HSV im Abstiegskampf

Die neue Nüchternheit in Hamburg

Ernst Schmidt posiert in seinem Hamburger Salon, an der Wand ein Gemälde des HSV-Vereinspräsidenten Dietmar Beiersdorfer.
Ernst Schmidt posiert in seinem Hamburger Salon, an der Wand ein Gemälde des HSV-Vereinspräsidenten Dietmar Beiersdorfer. © Deutschlandradio / Axel Schröder
Von Axel Schröder · 22.05.2015
Wenigstens einer bleibt seinem Verein treu: Friseur Ernst Schmidt ist 80 Jahre alt und hofft immer noch, dass der Hamburger SV sich vor dem Abstieg retten kann. Andere Fans sind da weniger optimistisch.
* * * * *
**AUFGABE 1:** Zähle alle Personen auf, die im Textauszug mit vollem Namen genannt werden.
**AUFGABE 2:** Welchen Beruf hat Ernst Schmidt laut dem Textauszug?
Das anschließende Material stammt aus einer anderen Quelle.

**ERFASSTE DATEN:**
* * * * *
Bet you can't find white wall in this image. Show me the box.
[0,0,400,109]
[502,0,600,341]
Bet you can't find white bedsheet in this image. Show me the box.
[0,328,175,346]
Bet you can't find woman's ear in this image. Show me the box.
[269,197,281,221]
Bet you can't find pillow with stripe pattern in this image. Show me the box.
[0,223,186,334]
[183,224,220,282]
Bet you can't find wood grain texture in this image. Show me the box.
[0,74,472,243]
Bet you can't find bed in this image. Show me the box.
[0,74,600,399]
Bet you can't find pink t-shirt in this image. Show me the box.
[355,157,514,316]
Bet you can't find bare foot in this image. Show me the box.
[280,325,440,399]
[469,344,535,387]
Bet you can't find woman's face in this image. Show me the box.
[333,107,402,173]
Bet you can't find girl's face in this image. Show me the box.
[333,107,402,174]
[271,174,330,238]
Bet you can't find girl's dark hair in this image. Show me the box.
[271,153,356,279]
* * * * *
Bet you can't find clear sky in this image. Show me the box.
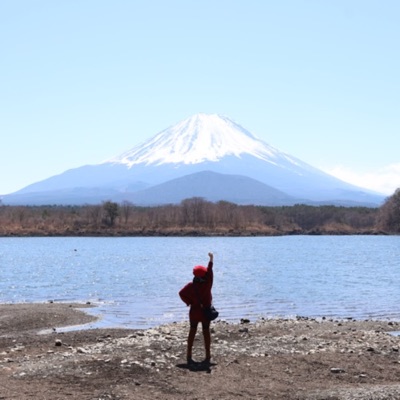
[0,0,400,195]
* * * * *
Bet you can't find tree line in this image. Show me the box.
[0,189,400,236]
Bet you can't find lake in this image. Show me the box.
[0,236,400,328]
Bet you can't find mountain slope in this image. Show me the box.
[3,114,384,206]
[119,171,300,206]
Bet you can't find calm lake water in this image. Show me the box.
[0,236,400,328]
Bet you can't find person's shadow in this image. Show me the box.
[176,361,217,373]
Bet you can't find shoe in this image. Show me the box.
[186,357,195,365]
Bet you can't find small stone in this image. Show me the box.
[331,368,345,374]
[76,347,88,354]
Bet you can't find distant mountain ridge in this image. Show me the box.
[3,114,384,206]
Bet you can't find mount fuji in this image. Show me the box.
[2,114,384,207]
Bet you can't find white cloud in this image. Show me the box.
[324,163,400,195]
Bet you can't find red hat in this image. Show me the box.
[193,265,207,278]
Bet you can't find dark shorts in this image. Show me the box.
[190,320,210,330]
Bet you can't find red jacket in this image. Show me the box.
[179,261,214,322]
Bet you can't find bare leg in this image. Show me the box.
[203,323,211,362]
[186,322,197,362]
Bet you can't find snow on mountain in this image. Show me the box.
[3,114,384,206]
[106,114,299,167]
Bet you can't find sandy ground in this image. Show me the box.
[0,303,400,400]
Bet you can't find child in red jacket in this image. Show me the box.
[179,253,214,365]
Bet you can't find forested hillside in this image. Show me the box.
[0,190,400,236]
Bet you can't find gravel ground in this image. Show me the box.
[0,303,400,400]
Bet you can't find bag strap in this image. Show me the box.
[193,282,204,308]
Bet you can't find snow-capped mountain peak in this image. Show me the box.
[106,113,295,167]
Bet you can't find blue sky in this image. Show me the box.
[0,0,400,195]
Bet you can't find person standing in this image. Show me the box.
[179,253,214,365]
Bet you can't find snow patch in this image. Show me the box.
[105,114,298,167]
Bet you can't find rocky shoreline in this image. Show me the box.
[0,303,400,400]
* * * * *
**ERGEBNIS 1:** Mit vollem Namen genannt werden Ernst Schmidt, Dietmar Beiersdorfer und Axel Schröder.

**ERGEBNIS 2:** Ernst Schmidt ist Friseur.